If it appears as if the future is in forward motion as much as it is in retrograde, it is because visions of the unfolding Anthropocene epoch are plagued by these kinds of atavistic mythologies. In an era of unprecedented ecological crises and accelerating losses in species biodiversity, the future often looks backward. Archaeologist Rebecca Wragg Sykes’s recent best-selling book, Kindred: Neanderthal Life, Love, Death, and Art, for instance, outlines how the twenty-first century “love affair” with the extinct Neanderthal is a story that “extends into our far future.”4 As an object lesson in survival beyond extinction, the Neanderthal has ostensibly come back into vogue. Indeed, high-profile Harvard geneticist George Church once mused dreamily about putting Neanderthal clones into outer space. “Neanderthals might think differently than we do,” Church told a German press in 2013. He continued, “We know that they had a larger cranial size. They could even be more intelligent than us. When the time comes to deal with an epidemic or getting off the planet or whatever, it’s conceivable that their way of thinking could be beneficial.”5 To achieve this feat of technoscientific resurrection, Church suggested that a reverse-engineered Neanderthal clone would need to be implanted into “the uterus of an extraordinarily adventurous female.”6 This uterus would in effect become a time machine, with “DNA itself [acting as] a kind of spaceship.”7 While this inverse exercise in genomic time traveling has not yet been seriously attempted, the image of a gestating Neanderthal clone that carries extinct prehumanity into a posthuman future remains a potent, but undoubtedly chauvinistic and reprocentric, fantasy.

Information given:
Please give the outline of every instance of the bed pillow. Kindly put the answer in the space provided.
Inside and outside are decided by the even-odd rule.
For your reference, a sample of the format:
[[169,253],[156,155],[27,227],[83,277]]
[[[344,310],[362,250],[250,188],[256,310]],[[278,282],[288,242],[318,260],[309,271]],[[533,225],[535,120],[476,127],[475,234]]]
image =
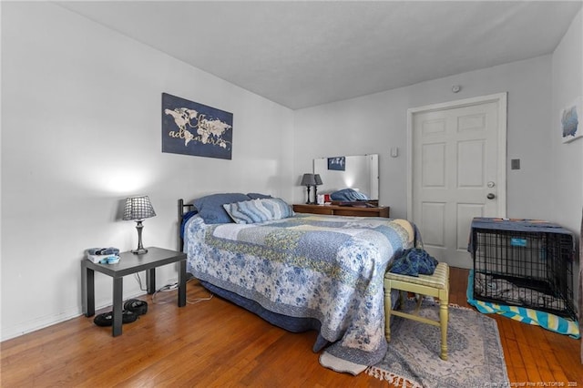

Task requirements:
**A.** According to the passage on Neanderthals and the Anthropocene, in what year did George Church speak to a German press about Neanderthal clones?
**B.** Pick up the passage on Neanderthal resurrection fantasies after its final sentence and carry it forward.

Answers for the tasks:
**A.** 2013

**B.**
Added to this fantasy are the racial politics implied due to the place that the Neanderthal occupies within Western imaginaries. In Superior: The Return of Race Science, science journalist Angela Saini writes that “kinship has been established between Europeans and Neanderthals” as a result of recent archaeological findings and genomic sequencing that link Neanderthal DNA with living humans.8 Given the potential to problematically blur the boundaries between the sociopolitical dimensions of race and the cultural-natural ontologies of species, this warped idea of kinship suggests that Neanderthals are no longer perceived to be “evolutionary dead-ends” as they were in the nineteenth and twentieth centuries.9 Instead, they are now—at least in Church’s technoscientific vision—looked upon as a back-up hominid species in possession of attributes that supposedly align with Western values: intelligence, compassion, innovation. To this end, the Neanderthal clone could be regarded as an ideal safeguard of European civilization, preserving the white, straight, and colonial ideals that are thought to be under the threat of obsolescence.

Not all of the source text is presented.